[GIVEN TASK]
Convert the lines below, from the first one up to and including the line with "[82,473,457,504]", into a Markdown table whose columns are Row and Line, skipping any blank lines. Put the row number under Row and the line itself under Line.
[START OF EXCERPTED DATA]
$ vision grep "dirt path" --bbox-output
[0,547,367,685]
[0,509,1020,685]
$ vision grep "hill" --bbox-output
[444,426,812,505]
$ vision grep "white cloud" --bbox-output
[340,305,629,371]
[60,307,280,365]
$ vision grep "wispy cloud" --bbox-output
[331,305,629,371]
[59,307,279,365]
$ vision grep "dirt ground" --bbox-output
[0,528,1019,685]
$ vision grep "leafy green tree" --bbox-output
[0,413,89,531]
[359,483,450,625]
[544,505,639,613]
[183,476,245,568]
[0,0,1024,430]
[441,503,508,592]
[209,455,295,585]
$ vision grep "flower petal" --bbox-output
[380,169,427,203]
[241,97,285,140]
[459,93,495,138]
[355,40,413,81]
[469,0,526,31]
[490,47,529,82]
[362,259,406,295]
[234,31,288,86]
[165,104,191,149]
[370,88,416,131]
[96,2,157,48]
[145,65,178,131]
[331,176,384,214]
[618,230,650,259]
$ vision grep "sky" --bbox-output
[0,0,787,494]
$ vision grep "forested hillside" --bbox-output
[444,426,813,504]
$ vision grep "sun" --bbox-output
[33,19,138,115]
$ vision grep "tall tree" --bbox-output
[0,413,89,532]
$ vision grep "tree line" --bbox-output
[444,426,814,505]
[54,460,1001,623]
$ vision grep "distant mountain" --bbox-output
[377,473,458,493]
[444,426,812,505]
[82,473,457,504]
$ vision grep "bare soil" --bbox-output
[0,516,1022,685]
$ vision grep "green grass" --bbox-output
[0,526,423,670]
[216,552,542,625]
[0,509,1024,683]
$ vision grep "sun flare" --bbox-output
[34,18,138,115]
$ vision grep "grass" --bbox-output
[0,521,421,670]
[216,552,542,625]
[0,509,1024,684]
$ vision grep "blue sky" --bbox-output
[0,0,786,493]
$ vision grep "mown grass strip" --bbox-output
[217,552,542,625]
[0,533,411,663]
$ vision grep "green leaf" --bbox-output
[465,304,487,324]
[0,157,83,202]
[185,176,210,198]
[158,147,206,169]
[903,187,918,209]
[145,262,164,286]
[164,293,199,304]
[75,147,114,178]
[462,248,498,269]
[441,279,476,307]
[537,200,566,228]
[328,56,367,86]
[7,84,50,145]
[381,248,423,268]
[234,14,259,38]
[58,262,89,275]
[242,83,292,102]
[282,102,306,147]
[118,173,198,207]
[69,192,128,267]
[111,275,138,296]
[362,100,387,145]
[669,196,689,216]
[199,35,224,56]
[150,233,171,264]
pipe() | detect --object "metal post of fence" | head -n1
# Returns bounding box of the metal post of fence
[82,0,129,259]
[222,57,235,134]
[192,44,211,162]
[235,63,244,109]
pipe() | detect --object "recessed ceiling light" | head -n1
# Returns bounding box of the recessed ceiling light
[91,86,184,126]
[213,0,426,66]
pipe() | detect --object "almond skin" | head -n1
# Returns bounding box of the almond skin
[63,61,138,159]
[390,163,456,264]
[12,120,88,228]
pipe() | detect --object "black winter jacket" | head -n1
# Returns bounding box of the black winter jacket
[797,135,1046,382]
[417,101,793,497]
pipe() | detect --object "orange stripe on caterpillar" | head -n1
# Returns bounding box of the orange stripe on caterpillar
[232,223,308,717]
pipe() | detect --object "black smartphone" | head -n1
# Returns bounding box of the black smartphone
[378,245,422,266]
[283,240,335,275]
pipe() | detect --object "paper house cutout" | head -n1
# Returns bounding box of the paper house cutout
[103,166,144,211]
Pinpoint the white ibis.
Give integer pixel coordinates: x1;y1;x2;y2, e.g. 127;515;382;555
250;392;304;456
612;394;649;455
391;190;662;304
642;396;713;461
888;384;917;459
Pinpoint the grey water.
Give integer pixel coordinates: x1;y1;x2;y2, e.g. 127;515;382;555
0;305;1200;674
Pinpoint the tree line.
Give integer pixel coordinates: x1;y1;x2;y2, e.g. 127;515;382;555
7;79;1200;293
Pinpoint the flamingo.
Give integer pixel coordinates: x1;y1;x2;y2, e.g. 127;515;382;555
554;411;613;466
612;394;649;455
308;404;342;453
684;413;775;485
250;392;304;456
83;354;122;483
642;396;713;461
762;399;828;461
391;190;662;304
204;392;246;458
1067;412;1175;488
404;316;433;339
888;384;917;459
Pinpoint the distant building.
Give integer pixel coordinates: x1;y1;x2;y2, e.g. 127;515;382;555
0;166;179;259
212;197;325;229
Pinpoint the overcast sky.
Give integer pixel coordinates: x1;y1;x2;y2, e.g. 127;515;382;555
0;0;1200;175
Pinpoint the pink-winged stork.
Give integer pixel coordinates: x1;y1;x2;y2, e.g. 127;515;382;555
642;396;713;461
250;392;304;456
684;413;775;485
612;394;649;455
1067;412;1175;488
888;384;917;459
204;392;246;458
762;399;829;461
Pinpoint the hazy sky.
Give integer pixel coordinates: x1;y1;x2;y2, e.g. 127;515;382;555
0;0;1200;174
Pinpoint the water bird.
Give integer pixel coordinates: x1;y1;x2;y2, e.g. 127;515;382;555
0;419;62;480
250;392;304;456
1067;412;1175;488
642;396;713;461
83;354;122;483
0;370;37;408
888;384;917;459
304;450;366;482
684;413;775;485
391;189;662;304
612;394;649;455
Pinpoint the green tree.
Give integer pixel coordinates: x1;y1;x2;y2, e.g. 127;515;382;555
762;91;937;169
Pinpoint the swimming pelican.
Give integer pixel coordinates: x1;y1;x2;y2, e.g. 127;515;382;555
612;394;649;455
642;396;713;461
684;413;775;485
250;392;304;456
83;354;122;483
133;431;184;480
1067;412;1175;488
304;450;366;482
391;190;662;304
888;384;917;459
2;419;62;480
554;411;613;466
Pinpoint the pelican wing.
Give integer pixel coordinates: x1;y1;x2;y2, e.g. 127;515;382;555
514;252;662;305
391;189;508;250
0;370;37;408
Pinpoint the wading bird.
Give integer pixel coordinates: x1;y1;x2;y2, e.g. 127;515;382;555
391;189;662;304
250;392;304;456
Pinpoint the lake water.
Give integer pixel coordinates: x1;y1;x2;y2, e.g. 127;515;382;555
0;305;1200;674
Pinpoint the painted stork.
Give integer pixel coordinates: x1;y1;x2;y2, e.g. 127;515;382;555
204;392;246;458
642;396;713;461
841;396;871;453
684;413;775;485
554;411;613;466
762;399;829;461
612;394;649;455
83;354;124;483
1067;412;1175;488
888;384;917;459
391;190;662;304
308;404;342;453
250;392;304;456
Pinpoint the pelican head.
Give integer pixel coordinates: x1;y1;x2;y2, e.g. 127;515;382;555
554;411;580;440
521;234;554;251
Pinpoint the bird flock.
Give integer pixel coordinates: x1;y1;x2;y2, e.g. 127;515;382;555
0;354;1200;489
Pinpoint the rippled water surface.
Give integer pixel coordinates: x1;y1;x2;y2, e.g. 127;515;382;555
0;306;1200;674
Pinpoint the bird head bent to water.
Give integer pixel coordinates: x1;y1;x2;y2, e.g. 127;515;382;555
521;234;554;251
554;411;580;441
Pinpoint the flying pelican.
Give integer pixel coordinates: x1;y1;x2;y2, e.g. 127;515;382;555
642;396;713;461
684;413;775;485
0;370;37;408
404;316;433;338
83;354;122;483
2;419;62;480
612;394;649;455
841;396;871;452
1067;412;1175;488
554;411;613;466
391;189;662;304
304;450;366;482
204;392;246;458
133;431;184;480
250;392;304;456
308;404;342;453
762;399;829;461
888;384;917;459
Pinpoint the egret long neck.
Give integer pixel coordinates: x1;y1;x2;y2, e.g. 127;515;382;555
[END OF EXCERPTED DATA]
[WRITTEN ANSWER]
| Row | Line |
|---|---|
| 1 | $ vision grep "dirt path" --bbox-output |
| 2 | [0,547,367,685] |
| 3 | [0,509,1020,685] |
| 4 | $ vision grep "hill" --bbox-output |
| 5 | [444,426,812,505] |
| 6 | $ vision grep "white cloud" --bbox-output |
| 7 | [340,305,629,371] |
| 8 | [60,307,280,365] |
| 9 | $ vision grep "wispy cloud" --bbox-output |
| 10 | [331,305,629,371] |
| 11 | [59,307,279,365] |
| 12 | $ vision grep "dirt ground" --bbox-output |
| 13 | [0,528,1019,685] |
| 14 | $ vision grep "leafy green tree" --bbox-output |
| 15 | [0,413,89,531] |
| 16 | [359,483,450,625] |
| 17 | [544,505,639,613] |
| 18 | [183,476,245,568] |
| 19 | [0,0,1024,430] |
| 20 | [441,503,508,592] |
| 21 | [209,455,295,585] |
| 22 | $ vision grep "flower petal" --bbox-output |
| 23 | [380,169,427,203] |
| 24 | [241,97,285,140] |
| 25 | [459,93,495,138] |
| 26 | [355,40,413,81] |
| 27 | [469,0,526,31] |
| 28 | [490,47,529,82] |
| 29 | [362,259,406,295] |
| 30 | [234,31,288,86] |
| 31 | [165,104,191,149] |
| 32 | [370,88,416,131] |
| 33 | [96,2,157,48] |
| 34 | [145,65,178,131] |
| 35 | [331,176,384,214] |
| 36 | [618,230,650,259] |
| 37 | $ vision grep "sky" --bbox-output |
| 38 | [0,0,787,494] |
| 39 | $ vision grep "forested hillside" --bbox-output |
| 40 | [444,426,813,504] |
| 41 | $ vision grep "sun" --bbox-output |
| 42 | [33,19,138,115] |
| 43 | $ vision grep "tall tree" --bbox-output |
| 44 | [0,413,89,532] |
| 45 | $ vision grep "tree line" --bbox-output |
| 46 | [444,426,814,505] |
| 47 | [54,460,1001,623] |
| 48 | $ vision grep "distant mountain" --bbox-output |
| 49 | [377,473,458,493] |
| 50 | [444,426,812,505] |
| 51 | [82,473,457,504] |